THE REQUEST –
Return the listing word for word, as given.
/---
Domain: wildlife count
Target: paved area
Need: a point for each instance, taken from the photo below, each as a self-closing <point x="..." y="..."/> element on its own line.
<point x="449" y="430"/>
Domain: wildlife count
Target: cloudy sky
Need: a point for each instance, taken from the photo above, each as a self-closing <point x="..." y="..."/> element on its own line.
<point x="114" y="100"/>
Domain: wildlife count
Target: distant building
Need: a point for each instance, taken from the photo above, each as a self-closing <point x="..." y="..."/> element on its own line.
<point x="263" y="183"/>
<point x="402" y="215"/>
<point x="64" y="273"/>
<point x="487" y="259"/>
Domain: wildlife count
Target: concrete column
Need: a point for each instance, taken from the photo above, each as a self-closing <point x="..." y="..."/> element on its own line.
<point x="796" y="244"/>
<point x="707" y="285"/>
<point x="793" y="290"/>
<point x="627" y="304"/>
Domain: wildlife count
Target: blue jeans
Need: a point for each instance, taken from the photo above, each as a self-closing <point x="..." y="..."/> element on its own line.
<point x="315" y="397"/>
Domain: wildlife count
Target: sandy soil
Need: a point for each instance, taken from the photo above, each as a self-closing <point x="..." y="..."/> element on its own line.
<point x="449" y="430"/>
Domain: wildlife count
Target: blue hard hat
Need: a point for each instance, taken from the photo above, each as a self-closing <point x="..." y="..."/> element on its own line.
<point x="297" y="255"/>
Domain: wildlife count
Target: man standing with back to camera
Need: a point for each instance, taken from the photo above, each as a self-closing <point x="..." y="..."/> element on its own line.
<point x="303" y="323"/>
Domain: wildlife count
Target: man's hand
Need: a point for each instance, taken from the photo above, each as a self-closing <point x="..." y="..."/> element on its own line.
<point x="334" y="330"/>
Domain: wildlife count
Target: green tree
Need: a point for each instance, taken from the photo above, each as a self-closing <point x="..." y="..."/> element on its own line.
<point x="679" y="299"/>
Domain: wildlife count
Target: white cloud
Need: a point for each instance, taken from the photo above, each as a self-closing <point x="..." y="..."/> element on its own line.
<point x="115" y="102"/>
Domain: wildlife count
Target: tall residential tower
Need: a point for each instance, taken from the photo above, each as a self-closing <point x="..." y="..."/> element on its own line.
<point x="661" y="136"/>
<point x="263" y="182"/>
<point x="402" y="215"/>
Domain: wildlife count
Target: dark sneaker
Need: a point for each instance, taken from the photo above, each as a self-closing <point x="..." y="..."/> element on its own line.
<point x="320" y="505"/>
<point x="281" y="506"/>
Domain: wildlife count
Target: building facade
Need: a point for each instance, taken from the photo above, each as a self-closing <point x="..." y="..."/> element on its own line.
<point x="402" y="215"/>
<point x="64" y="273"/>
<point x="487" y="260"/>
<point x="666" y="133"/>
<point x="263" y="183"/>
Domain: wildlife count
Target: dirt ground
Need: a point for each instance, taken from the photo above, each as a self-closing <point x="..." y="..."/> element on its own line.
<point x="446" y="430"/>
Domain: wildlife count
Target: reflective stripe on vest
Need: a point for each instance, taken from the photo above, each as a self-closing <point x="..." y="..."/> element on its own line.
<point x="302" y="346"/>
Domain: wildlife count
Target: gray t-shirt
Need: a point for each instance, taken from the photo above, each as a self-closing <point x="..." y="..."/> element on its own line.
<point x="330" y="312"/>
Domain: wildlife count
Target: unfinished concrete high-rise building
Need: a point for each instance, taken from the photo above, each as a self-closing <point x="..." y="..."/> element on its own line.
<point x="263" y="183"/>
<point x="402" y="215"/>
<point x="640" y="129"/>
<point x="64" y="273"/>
\---
ANSWER TO THE EXERCISE –
Domain: wildlife count
Target: paved area
Need: a point for each instance, taken from the photo below, each as a self-closing <point x="..." y="..."/> element on its own line.
<point x="449" y="430"/>
Domain: wildlife count
Target: cloudy sky
Need: a point for each instance, taken from the photo above, each as a self-closing <point x="..." y="..."/> element on its own line.
<point x="114" y="100"/>
Domain: wildlife count
Target: distant building
Need: a point for each instance, taken from the photo above, each as a self-closing <point x="..." y="..."/> element on its own line.
<point x="263" y="183"/>
<point x="402" y="215"/>
<point x="64" y="273"/>
<point x="487" y="259"/>
Domain: wildlife count
Target: concrete column
Need: a point for each instance, taken from the photo above, each as a self-closing <point x="..." y="..."/> element on its own line.
<point x="796" y="244"/>
<point x="707" y="285"/>
<point x="793" y="290"/>
<point x="627" y="304"/>
Domain: wildlife count
Target: blue jeans
Need: a point for each instance, taken from the photo above, each as a self-closing <point x="..." y="..."/> element on its own line.
<point x="315" y="397"/>
Domain: wildlife count
Target: sandy soil
Need: a point for each instance, taken from the photo above, each as a self-closing <point x="..." y="..."/> element on its own line.
<point x="449" y="430"/>
Domain: wildlife count
Target: blue hard hat
Need: a point for each instance, taken from the photo above, each as a self-closing <point x="..." y="..."/> element on its own line.
<point x="297" y="255"/>
Domain: wildlife count
Target: man standing with back to camera
Need: a point for each instance, taken from the photo above, each as a self-closing <point x="..." y="..."/> element on its own line.
<point x="303" y="323"/>
Domain: wildlife count
Target: man's hand
Need: a point for each instance, taken from the photo above, each as a self-closing <point x="..." y="..."/> element on its own line.
<point x="334" y="330"/>
Domain: wildlife count
Target: green tree
Need: a point for each instance, taken from the photo above, each as a self-closing <point x="..." y="..."/> element on its own line.
<point x="679" y="299"/>
Domain: wildlife count
Target: white cloud
Need: a point for each instance, taken from the photo above, each as a self-closing <point x="..." y="..."/> element on its own line.
<point x="115" y="102"/>
Domain: wildlife count
Target: tall residential tower
Need: a point for each instance, taken from the photo above, each as a self-closing <point x="..." y="..."/> element on its own line.
<point x="661" y="136"/>
<point x="263" y="182"/>
<point x="402" y="215"/>
Domain: wildlife count
Target: dark sneaker
Need: a point for each instance, taken from the photo above, each as a self-closing <point x="..." y="..."/> element on its own line.
<point x="320" y="505"/>
<point x="281" y="506"/>
Domain: wildlife count
Target: building facade
Need: a point for each instance, taken from the photo above, each as a self-closing <point x="..." y="..."/> element on its own line.
<point x="402" y="215"/>
<point x="64" y="273"/>
<point x="487" y="260"/>
<point x="666" y="133"/>
<point x="263" y="183"/>
Domain: wildlife count
Target: dirt ground
Need: a point for each instance, taken from the photo above, each as a self-closing <point x="..." y="..."/> element on its own line.
<point x="446" y="430"/>
Domain: wildlife count
Target: reflective stripe on vest
Need: a point for each instance, taken from the photo above, each as a self-closing <point x="..." y="..."/> element on its own line.
<point x="302" y="346"/>
Domain: wildlife count
Target: gray t-shirt
Need: a point for each instance, taken from the photo above, each as a self-closing <point x="..." y="..."/> element on its own line.
<point x="330" y="312"/>
Domain: wildlife count
Target: unfinished concrete high-rise building
Need: a point for each instance, taken from the photo above, each as a self-closing <point x="..." y="..."/> element on its own line.
<point x="263" y="183"/>
<point x="402" y="215"/>
<point x="640" y="129"/>
<point x="64" y="273"/>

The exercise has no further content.